* Exercise task: How many lines in the entries below contain the word "building"? Reply with the number alone.

-- Start of Source data --

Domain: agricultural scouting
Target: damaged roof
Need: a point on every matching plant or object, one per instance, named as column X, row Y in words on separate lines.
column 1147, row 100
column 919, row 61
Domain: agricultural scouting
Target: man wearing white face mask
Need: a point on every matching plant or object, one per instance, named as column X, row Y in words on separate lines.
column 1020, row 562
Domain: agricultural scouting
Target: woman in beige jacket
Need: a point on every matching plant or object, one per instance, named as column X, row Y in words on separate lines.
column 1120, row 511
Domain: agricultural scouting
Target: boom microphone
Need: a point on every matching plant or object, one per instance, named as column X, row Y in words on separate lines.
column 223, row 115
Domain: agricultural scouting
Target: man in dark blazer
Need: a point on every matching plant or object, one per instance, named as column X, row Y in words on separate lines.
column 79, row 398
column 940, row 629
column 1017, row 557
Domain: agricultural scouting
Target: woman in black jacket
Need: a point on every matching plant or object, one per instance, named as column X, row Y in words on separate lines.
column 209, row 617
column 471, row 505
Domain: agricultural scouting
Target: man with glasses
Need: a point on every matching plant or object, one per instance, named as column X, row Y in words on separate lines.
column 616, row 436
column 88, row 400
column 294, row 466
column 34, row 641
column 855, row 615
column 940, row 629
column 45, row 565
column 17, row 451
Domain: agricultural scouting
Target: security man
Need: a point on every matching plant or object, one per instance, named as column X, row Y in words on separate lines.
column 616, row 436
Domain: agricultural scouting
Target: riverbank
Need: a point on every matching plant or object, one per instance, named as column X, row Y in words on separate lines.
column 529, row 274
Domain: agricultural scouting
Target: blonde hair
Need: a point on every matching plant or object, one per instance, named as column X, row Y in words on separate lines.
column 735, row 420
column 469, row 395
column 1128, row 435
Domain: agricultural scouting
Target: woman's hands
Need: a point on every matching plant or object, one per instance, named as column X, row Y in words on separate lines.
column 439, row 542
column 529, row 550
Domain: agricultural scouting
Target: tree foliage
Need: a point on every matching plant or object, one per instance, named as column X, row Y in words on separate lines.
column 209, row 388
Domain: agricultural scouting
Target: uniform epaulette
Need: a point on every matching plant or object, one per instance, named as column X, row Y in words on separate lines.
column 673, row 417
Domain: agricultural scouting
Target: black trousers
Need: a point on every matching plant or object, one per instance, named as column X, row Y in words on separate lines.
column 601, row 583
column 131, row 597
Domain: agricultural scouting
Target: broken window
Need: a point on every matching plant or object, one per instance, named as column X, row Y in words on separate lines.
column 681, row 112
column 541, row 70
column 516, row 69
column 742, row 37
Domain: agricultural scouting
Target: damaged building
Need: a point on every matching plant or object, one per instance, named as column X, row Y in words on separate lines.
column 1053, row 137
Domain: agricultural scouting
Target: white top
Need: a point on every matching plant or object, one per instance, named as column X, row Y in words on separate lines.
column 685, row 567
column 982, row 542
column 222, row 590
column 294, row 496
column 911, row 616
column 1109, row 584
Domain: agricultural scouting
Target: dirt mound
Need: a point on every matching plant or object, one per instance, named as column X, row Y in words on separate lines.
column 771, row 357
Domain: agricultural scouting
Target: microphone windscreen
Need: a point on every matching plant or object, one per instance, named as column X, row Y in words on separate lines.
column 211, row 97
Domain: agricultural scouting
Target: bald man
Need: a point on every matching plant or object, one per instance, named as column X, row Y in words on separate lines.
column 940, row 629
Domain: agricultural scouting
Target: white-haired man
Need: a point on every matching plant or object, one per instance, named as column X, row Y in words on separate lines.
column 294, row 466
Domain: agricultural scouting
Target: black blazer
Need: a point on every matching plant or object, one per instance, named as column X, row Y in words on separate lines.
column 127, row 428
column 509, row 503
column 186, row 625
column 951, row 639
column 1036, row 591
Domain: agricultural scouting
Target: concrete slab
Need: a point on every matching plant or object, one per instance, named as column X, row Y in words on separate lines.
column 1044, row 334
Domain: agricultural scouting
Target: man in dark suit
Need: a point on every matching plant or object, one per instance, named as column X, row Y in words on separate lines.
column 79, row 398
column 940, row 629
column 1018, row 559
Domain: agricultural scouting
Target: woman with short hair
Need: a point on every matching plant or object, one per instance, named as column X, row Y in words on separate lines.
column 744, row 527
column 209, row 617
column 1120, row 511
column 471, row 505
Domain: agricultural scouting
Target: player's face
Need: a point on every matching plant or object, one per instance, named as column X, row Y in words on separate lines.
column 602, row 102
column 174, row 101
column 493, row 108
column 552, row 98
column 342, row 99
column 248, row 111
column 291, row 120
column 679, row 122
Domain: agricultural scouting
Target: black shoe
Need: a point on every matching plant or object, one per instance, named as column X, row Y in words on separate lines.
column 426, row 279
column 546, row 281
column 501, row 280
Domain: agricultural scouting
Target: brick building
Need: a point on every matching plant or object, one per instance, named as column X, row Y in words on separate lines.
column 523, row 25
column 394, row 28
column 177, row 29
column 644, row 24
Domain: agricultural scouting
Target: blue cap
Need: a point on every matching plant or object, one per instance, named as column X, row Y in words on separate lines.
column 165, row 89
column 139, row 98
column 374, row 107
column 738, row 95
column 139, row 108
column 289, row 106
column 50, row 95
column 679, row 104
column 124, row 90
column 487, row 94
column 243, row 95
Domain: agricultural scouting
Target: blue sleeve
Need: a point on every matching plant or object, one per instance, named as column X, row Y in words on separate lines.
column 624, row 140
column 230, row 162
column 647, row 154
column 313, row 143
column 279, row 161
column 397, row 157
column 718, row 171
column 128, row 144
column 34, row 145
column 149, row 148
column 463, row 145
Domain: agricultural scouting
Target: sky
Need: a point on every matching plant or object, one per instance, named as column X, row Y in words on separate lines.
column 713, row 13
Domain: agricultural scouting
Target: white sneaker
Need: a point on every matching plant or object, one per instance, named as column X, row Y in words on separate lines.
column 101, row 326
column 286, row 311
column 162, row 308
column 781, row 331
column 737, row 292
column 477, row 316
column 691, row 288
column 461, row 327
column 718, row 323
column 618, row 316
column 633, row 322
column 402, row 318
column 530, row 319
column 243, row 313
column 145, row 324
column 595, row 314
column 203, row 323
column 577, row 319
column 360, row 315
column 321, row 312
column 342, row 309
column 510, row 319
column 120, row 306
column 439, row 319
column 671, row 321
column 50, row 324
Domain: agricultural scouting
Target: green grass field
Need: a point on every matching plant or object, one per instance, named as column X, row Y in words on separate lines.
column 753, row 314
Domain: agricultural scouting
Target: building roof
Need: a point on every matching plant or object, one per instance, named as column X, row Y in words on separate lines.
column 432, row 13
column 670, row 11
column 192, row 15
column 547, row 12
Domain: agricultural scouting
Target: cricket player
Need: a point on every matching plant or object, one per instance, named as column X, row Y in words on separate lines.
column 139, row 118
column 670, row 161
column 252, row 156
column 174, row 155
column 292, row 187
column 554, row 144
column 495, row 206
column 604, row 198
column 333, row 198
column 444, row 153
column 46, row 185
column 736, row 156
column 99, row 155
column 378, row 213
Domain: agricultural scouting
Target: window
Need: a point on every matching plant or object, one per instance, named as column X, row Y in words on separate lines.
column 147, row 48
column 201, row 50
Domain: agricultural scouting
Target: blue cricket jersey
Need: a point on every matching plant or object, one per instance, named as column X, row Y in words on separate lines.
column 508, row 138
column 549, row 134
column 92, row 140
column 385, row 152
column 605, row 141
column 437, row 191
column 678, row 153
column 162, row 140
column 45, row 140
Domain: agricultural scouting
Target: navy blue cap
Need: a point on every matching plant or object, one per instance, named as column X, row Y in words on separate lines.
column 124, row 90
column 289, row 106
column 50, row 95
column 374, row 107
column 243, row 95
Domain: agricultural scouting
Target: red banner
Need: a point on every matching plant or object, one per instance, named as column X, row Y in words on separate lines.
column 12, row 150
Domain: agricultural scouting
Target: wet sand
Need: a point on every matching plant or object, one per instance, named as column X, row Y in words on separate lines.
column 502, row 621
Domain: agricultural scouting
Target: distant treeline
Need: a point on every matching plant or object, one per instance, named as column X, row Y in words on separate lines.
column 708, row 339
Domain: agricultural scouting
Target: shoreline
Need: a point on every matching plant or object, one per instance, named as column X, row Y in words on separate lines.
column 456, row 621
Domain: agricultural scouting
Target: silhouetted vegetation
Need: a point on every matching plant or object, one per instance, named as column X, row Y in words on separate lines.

-- End of Source data --

* Answer to this task: 3